DATA FOR THIS EXERCISE Start Marker

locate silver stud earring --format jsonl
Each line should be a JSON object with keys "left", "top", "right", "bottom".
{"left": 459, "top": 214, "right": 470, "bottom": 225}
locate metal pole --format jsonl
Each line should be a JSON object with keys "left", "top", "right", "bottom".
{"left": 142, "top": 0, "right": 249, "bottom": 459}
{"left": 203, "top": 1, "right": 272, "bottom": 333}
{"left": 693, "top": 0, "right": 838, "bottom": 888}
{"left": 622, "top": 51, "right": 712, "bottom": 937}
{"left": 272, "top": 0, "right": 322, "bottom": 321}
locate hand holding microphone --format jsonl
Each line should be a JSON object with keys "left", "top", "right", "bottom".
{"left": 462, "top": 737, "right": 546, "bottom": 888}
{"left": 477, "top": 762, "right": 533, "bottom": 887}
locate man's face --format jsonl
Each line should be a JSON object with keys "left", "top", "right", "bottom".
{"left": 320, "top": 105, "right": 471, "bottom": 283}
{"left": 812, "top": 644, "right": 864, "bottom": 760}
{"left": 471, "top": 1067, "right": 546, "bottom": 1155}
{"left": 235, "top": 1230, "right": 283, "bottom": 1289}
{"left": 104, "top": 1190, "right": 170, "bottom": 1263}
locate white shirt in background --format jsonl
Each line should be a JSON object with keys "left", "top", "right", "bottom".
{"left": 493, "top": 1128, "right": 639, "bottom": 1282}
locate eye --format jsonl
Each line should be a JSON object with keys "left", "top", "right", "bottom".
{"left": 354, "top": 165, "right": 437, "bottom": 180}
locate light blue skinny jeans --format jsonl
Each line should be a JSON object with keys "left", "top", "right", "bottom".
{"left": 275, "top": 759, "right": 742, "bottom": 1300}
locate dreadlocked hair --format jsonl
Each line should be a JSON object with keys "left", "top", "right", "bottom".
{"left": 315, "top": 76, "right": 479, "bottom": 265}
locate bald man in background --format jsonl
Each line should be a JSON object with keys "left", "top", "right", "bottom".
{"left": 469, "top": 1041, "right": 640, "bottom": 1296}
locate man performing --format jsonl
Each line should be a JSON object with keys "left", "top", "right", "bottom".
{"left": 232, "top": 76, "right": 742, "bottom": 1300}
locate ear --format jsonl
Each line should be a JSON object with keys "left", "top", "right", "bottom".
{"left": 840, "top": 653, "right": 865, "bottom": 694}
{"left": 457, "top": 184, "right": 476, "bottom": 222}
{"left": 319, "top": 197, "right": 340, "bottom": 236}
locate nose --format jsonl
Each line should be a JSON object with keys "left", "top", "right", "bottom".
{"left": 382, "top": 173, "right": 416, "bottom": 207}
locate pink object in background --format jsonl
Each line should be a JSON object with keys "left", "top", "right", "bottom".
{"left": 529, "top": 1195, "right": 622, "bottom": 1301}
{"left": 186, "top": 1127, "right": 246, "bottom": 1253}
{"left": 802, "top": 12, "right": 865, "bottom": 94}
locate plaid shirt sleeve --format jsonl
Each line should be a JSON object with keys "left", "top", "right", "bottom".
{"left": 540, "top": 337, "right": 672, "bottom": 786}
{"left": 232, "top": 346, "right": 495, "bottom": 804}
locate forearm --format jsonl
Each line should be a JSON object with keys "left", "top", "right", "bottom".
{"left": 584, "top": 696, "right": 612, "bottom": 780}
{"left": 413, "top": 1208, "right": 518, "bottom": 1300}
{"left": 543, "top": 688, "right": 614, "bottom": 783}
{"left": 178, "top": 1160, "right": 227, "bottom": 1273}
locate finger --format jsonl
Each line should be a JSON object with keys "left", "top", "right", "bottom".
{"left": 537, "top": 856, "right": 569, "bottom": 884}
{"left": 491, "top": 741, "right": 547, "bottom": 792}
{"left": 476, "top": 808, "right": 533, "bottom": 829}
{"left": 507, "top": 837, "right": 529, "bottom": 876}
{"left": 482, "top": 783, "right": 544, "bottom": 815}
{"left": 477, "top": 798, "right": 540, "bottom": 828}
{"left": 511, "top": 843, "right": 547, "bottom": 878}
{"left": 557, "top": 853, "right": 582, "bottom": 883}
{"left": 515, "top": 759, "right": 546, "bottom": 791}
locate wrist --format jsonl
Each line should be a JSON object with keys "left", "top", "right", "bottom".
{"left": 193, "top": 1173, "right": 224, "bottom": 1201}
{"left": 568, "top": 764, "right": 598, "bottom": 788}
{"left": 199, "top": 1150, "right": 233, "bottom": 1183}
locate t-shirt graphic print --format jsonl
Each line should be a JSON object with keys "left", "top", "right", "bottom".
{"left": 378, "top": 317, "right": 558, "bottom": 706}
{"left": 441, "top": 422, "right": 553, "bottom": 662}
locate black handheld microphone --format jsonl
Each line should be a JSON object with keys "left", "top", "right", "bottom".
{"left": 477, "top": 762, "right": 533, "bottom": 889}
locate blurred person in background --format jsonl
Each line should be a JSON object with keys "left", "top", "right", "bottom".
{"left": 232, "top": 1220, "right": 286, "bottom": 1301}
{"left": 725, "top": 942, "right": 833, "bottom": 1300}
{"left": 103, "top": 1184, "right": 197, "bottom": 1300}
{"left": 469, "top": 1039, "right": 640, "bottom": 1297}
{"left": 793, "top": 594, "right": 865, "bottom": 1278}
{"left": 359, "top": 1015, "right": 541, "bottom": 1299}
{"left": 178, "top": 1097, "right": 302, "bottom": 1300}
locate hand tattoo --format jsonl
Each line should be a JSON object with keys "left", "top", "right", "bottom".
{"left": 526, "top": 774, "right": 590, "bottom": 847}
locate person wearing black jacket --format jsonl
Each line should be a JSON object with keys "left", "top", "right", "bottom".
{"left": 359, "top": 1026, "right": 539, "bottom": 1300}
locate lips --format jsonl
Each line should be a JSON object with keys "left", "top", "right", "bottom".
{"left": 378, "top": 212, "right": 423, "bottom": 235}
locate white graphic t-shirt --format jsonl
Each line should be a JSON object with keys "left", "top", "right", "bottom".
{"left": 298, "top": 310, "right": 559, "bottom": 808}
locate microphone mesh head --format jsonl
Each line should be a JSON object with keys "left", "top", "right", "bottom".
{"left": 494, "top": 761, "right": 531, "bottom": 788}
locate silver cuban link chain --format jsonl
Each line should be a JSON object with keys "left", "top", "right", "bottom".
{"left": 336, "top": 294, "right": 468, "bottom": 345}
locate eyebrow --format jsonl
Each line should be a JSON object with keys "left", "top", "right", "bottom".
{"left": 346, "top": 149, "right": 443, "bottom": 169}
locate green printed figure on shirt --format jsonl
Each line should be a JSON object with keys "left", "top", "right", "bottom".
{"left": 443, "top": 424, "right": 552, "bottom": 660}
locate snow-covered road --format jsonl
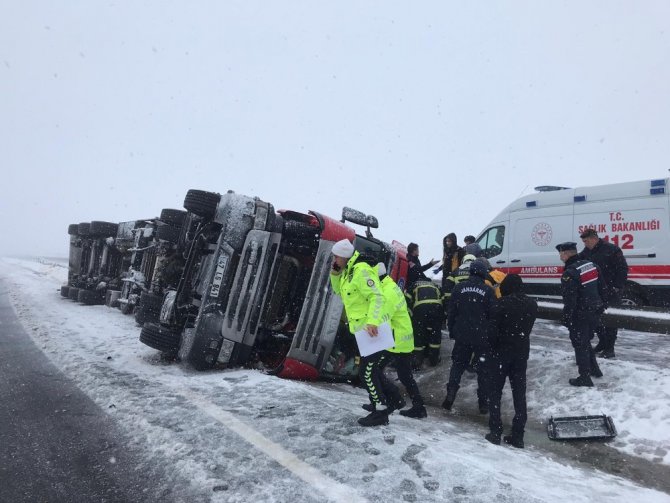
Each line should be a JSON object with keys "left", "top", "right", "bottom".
{"left": 1, "top": 256, "right": 669, "bottom": 503}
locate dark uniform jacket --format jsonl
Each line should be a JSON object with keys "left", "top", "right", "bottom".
{"left": 491, "top": 293, "right": 537, "bottom": 360}
{"left": 577, "top": 239, "right": 628, "bottom": 302}
{"left": 447, "top": 275, "right": 496, "bottom": 346}
{"left": 405, "top": 280, "right": 442, "bottom": 313}
{"left": 406, "top": 255, "right": 433, "bottom": 291}
{"left": 560, "top": 255, "right": 605, "bottom": 327}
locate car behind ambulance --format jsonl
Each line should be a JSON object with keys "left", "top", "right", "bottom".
{"left": 474, "top": 178, "right": 670, "bottom": 306}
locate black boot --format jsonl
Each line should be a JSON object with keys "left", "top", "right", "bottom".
{"left": 503, "top": 434, "right": 524, "bottom": 449}
{"left": 399, "top": 404, "right": 427, "bottom": 419}
{"left": 388, "top": 391, "right": 406, "bottom": 412}
{"left": 485, "top": 433, "right": 501, "bottom": 445}
{"left": 441, "top": 384, "right": 459, "bottom": 410}
{"left": 358, "top": 409, "right": 390, "bottom": 427}
{"left": 362, "top": 403, "right": 376, "bottom": 412}
{"left": 569, "top": 375, "right": 594, "bottom": 387}
{"left": 600, "top": 348, "right": 616, "bottom": 359}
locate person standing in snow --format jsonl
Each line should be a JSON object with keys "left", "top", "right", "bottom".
{"left": 441, "top": 260, "right": 496, "bottom": 414}
{"left": 406, "top": 242, "right": 438, "bottom": 292}
{"left": 362, "top": 263, "right": 427, "bottom": 419}
{"left": 405, "top": 278, "right": 444, "bottom": 369}
{"left": 437, "top": 233, "right": 465, "bottom": 292}
{"left": 577, "top": 228, "right": 628, "bottom": 359}
{"left": 485, "top": 274, "right": 537, "bottom": 448}
{"left": 557, "top": 242, "right": 605, "bottom": 387}
{"left": 330, "top": 239, "right": 403, "bottom": 427}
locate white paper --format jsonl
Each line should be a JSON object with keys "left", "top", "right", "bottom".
{"left": 354, "top": 322, "right": 394, "bottom": 357}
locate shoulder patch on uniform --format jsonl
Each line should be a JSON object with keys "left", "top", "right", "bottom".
{"left": 367, "top": 279, "right": 375, "bottom": 287}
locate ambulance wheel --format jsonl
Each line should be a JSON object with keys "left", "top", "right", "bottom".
{"left": 620, "top": 286, "right": 645, "bottom": 307}
{"left": 183, "top": 189, "right": 221, "bottom": 219}
{"left": 139, "top": 322, "right": 181, "bottom": 353}
{"left": 90, "top": 221, "right": 119, "bottom": 238}
{"left": 159, "top": 209, "right": 187, "bottom": 227}
{"left": 60, "top": 285, "right": 70, "bottom": 297}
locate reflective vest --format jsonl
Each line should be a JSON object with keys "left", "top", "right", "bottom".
{"left": 485, "top": 269, "right": 507, "bottom": 299}
{"left": 330, "top": 251, "right": 385, "bottom": 333}
{"left": 405, "top": 280, "right": 442, "bottom": 312}
{"left": 380, "top": 276, "right": 414, "bottom": 354}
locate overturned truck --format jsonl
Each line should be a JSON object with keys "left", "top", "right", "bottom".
{"left": 139, "top": 189, "right": 407, "bottom": 380}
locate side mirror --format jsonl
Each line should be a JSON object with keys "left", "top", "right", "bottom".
{"left": 341, "top": 207, "right": 379, "bottom": 229}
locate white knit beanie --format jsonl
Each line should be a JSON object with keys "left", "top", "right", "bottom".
{"left": 331, "top": 239, "right": 354, "bottom": 258}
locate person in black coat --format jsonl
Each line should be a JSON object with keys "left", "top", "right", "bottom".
{"left": 485, "top": 274, "right": 537, "bottom": 448}
{"left": 406, "top": 242, "right": 438, "bottom": 292}
{"left": 441, "top": 260, "right": 496, "bottom": 413}
{"left": 558, "top": 242, "right": 605, "bottom": 387}
{"left": 578, "top": 228, "right": 628, "bottom": 358}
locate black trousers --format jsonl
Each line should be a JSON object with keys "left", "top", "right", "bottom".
{"left": 568, "top": 311, "right": 599, "bottom": 376}
{"left": 448, "top": 341, "right": 490, "bottom": 407}
{"left": 488, "top": 353, "right": 527, "bottom": 436}
{"left": 382, "top": 352, "right": 423, "bottom": 406}
{"left": 360, "top": 351, "right": 399, "bottom": 407}
{"left": 412, "top": 304, "right": 443, "bottom": 364}
{"left": 595, "top": 290, "right": 621, "bottom": 351}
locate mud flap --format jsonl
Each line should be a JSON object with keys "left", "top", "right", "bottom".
{"left": 547, "top": 415, "right": 617, "bottom": 441}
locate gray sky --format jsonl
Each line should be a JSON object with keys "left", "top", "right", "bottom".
{"left": 1, "top": 1, "right": 669, "bottom": 261}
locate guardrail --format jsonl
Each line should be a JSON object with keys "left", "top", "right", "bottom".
{"left": 537, "top": 301, "right": 670, "bottom": 335}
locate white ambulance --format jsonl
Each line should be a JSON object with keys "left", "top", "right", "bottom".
{"left": 474, "top": 178, "right": 670, "bottom": 306}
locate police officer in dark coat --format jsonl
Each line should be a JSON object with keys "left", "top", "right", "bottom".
{"left": 557, "top": 242, "right": 605, "bottom": 387}
{"left": 578, "top": 228, "right": 628, "bottom": 358}
{"left": 485, "top": 274, "right": 537, "bottom": 448}
{"left": 441, "top": 260, "right": 496, "bottom": 413}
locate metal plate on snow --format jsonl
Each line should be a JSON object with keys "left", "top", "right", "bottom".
{"left": 547, "top": 415, "right": 617, "bottom": 441}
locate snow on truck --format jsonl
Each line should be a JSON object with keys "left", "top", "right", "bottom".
{"left": 139, "top": 189, "right": 409, "bottom": 380}
{"left": 474, "top": 178, "right": 670, "bottom": 306}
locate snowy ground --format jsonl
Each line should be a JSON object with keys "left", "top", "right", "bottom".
{"left": 1, "top": 256, "right": 669, "bottom": 503}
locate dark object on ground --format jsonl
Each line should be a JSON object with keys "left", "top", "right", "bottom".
{"left": 358, "top": 410, "right": 389, "bottom": 427}
{"left": 504, "top": 435, "right": 524, "bottom": 448}
{"left": 362, "top": 403, "right": 375, "bottom": 412}
{"left": 400, "top": 404, "right": 427, "bottom": 419}
{"left": 485, "top": 433, "right": 501, "bottom": 445}
{"left": 599, "top": 349, "right": 616, "bottom": 359}
{"left": 569, "top": 375, "right": 594, "bottom": 387}
{"left": 547, "top": 415, "right": 617, "bottom": 441}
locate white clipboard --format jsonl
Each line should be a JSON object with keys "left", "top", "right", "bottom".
{"left": 354, "top": 322, "right": 394, "bottom": 357}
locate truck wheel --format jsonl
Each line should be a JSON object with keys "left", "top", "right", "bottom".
{"left": 60, "top": 285, "right": 70, "bottom": 297}
{"left": 159, "top": 209, "right": 187, "bottom": 227}
{"left": 135, "top": 291, "right": 163, "bottom": 325}
{"left": 90, "top": 221, "right": 119, "bottom": 238}
{"left": 621, "top": 287, "right": 645, "bottom": 307}
{"left": 183, "top": 189, "right": 221, "bottom": 219}
{"left": 78, "top": 288, "right": 102, "bottom": 305}
{"left": 67, "top": 224, "right": 79, "bottom": 235}
{"left": 78, "top": 223, "right": 91, "bottom": 236}
{"left": 139, "top": 323, "right": 181, "bottom": 352}
{"left": 156, "top": 224, "right": 181, "bottom": 244}
{"left": 68, "top": 287, "right": 80, "bottom": 301}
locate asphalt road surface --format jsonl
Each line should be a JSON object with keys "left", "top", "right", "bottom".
{"left": 0, "top": 290, "right": 160, "bottom": 503}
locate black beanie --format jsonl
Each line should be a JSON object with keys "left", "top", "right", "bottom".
{"left": 500, "top": 274, "right": 523, "bottom": 296}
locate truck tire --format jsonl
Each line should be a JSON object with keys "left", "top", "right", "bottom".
{"left": 67, "top": 224, "right": 79, "bottom": 235}
{"left": 139, "top": 322, "right": 181, "bottom": 353}
{"left": 68, "top": 287, "right": 80, "bottom": 301}
{"left": 60, "top": 285, "right": 70, "bottom": 297}
{"left": 159, "top": 209, "right": 187, "bottom": 227}
{"left": 90, "top": 221, "right": 119, "bottom": 238}
{"left": 78, "top": 288, "right": 102, "bottom": 305}
{"left": 156, "top": 224, "right": 181, "bottom": 244}
{"left": 183, "top": 189, "right": 220, "bottom": 219}
{"left": 135, "top": 291, "right": 163, "bottom": 326}
{"left": 78, "top": 223, "right": 91, "bottom": 236}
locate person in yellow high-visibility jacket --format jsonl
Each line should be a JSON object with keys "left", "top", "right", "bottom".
{"left": 330, "top": 239, "right": 402, "bottom": 427}
{"left": 374, "top": 262, "right": 427, "bottom": 419}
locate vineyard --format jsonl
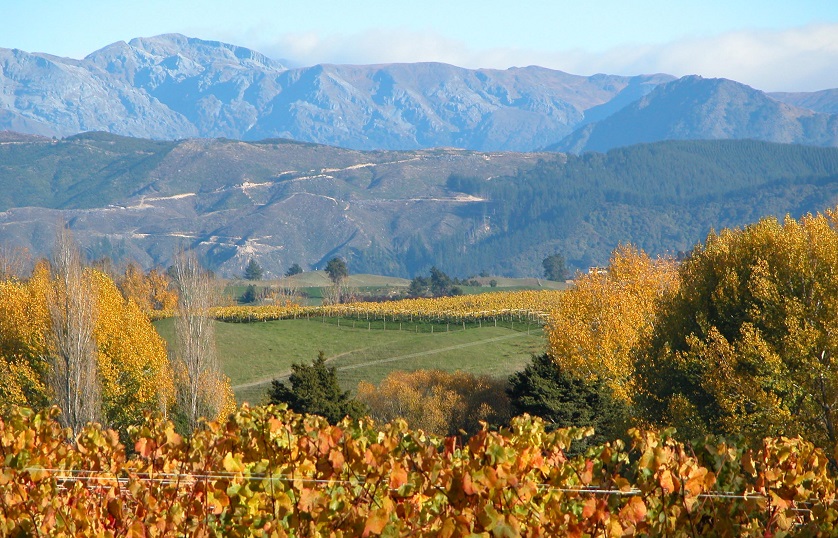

DATA FOR THIS EXERCISE End Marker

- **TASK BRIEF**
When a line in the records above holds "white", that line is to be reported.

- **TASK RESULT**
locate white shirt in background --format jsonl
locate white graphic t-shirt --format jsonl
locate white paper --format jsonl
locate white knit beanie --format jsonl
locate white ambulance --format jsonl
locate white clipboard --format jsonl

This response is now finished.